◆ **What is required**: Set down exactly the lines below between the line holding "Target: silver high-heel shoe" and the line holding "[locate] drum head", inclusive; no other line belongs in the answer.

[Supplied information Boundary: Start]

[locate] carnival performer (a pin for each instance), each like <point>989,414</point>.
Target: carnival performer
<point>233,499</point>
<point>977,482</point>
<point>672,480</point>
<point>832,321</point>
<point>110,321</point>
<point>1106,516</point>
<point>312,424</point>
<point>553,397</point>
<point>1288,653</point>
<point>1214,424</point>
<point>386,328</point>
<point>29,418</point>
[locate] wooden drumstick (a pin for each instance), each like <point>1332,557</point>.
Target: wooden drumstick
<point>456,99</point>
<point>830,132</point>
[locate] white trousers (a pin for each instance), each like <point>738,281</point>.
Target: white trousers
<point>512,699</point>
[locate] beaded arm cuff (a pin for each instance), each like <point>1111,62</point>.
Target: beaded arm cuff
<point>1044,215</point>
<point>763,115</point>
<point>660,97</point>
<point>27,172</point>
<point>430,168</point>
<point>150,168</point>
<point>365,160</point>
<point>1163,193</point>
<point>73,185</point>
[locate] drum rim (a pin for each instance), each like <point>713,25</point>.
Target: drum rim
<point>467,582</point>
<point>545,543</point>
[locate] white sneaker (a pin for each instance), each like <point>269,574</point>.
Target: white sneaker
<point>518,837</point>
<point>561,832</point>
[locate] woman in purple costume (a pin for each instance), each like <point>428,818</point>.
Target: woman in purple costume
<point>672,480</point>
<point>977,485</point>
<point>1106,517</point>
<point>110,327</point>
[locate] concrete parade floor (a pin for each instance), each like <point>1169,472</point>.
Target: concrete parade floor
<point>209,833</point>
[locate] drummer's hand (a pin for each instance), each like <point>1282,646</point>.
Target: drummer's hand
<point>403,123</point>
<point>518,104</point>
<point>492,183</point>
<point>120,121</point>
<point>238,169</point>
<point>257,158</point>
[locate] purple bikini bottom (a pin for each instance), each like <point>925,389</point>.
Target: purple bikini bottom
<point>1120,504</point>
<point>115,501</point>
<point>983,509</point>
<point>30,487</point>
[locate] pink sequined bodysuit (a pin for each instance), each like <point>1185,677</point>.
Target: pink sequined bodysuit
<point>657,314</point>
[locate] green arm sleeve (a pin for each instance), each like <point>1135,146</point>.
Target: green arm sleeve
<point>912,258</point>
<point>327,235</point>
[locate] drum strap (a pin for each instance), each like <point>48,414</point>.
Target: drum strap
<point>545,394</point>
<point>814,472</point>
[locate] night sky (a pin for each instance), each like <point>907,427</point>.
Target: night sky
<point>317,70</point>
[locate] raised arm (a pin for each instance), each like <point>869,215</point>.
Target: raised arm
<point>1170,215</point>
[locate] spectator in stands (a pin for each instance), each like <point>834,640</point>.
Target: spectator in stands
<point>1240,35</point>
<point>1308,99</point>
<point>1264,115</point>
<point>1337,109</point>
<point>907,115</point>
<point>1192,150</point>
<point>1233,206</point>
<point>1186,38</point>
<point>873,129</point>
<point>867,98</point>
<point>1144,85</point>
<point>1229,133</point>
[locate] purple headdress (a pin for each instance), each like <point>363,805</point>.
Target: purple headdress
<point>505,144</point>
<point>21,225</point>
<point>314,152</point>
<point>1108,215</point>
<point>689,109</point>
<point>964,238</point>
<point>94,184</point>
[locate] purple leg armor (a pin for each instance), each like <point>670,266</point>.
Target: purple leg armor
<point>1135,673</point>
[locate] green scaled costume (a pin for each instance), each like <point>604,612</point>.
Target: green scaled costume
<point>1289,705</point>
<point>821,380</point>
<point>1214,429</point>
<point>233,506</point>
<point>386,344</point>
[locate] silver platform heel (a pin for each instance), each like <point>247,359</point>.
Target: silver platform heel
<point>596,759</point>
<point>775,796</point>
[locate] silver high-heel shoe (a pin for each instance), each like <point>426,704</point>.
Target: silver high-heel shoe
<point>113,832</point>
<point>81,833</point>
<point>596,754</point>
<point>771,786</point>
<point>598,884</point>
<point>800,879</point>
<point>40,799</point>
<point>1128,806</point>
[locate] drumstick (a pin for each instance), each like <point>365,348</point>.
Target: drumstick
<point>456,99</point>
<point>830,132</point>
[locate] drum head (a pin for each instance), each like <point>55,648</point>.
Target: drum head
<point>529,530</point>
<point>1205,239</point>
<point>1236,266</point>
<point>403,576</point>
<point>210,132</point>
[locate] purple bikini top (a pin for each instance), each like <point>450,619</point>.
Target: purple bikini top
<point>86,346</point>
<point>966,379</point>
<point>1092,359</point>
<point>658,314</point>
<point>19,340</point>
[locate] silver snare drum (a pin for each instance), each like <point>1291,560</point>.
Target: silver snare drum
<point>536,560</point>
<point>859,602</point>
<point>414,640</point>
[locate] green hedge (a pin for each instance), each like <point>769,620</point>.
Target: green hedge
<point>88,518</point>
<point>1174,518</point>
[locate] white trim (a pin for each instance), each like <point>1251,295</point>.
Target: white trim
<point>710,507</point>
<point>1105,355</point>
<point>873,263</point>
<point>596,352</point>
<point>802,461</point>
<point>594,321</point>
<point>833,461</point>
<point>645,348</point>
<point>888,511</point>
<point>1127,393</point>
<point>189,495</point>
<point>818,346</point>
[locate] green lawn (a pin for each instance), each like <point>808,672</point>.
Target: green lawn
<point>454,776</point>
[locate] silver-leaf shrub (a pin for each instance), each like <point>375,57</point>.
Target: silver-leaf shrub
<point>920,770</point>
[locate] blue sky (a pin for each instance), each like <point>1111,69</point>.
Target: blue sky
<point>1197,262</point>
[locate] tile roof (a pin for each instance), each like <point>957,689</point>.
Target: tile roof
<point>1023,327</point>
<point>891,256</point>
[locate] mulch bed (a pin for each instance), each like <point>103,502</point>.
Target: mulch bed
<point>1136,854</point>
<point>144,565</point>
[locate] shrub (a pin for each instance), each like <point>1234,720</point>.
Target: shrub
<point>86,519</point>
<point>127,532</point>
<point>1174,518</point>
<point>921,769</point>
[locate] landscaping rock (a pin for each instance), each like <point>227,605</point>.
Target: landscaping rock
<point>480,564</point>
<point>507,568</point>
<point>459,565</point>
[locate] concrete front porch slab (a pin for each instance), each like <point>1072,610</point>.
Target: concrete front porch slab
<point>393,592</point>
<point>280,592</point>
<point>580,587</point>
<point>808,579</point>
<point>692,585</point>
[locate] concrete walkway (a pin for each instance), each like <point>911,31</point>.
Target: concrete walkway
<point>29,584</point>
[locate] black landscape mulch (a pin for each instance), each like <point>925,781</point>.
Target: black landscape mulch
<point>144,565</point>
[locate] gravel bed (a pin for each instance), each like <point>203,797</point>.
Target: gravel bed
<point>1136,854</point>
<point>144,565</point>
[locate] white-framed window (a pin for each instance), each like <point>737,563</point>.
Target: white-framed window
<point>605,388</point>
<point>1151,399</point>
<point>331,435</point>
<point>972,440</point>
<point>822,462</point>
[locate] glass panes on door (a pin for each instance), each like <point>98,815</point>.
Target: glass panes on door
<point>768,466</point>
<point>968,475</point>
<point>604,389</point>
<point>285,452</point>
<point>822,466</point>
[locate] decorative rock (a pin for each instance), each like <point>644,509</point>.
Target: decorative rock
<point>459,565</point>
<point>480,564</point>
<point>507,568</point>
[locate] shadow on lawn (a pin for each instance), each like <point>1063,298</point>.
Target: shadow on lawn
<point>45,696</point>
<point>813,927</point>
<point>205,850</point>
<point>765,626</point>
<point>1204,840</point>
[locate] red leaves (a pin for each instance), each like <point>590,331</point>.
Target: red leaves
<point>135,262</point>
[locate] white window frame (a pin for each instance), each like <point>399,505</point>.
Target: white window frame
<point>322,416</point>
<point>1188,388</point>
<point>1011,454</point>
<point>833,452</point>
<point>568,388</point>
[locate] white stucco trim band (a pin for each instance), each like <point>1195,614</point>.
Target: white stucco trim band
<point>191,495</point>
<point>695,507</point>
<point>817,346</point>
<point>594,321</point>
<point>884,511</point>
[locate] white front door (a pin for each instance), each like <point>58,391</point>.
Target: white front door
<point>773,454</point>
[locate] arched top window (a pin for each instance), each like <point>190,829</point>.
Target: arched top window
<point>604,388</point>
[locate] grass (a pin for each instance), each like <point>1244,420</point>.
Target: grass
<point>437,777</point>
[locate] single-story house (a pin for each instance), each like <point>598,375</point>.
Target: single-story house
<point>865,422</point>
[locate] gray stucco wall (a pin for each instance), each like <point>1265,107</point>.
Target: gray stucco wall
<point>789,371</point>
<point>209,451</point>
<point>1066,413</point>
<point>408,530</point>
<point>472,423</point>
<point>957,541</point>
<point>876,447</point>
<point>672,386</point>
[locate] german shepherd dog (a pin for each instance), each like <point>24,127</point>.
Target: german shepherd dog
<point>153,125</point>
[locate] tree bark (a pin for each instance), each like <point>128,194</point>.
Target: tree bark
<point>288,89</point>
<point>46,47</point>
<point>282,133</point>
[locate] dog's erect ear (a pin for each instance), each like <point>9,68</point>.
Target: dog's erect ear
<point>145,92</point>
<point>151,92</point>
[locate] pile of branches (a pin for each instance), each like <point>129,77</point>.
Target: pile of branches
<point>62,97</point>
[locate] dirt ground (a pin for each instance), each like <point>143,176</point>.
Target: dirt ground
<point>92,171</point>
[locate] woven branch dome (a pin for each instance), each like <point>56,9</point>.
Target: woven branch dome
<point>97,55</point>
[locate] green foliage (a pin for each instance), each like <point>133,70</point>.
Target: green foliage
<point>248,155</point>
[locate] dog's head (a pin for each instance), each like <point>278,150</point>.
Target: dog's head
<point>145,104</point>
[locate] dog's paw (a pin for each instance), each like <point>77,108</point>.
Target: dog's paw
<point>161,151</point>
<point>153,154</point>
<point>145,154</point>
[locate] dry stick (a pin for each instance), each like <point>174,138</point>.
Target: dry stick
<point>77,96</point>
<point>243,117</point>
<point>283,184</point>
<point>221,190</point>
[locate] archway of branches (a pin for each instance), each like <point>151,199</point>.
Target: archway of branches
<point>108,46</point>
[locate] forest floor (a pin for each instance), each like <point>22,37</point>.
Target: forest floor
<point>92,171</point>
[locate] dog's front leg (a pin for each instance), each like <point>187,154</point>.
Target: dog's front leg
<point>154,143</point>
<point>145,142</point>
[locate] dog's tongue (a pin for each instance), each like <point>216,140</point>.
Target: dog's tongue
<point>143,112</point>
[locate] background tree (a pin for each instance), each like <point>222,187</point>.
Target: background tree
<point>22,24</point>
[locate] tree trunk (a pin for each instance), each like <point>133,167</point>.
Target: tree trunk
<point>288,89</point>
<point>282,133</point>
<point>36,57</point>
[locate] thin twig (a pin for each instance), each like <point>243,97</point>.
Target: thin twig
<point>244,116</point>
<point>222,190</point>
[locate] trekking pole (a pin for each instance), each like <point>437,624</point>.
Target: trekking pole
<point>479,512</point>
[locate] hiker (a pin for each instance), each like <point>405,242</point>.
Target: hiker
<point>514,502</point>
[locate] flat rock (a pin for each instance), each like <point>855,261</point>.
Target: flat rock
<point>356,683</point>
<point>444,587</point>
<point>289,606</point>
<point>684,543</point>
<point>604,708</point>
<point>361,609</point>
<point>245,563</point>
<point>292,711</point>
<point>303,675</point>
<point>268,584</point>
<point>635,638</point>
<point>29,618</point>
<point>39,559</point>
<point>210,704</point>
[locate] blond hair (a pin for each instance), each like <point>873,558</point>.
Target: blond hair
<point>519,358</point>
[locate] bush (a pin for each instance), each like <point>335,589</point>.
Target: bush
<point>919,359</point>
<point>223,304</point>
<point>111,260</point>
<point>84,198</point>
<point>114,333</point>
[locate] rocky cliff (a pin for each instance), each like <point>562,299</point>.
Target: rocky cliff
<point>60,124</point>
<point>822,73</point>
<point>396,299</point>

[Supplied information Boundary: End]

◆ **Response to this task**:
Target: silver high-heel shoe
<point>113,832</point>
<point>81,833</point>
<point>596,754</point>
<point>771,786</point>
<point>598,884</point>
<point>800,879</point>
<point>40,799</point>
<point>1128,806</point>
[locate] drumstick (a pin for each instance), each like <point>365,348</point>.
Target: drumstick
<point>456,99</point>
<point>830,132</point>
[locate] drum head (a pin for each instance), each like <point>55,648</point>.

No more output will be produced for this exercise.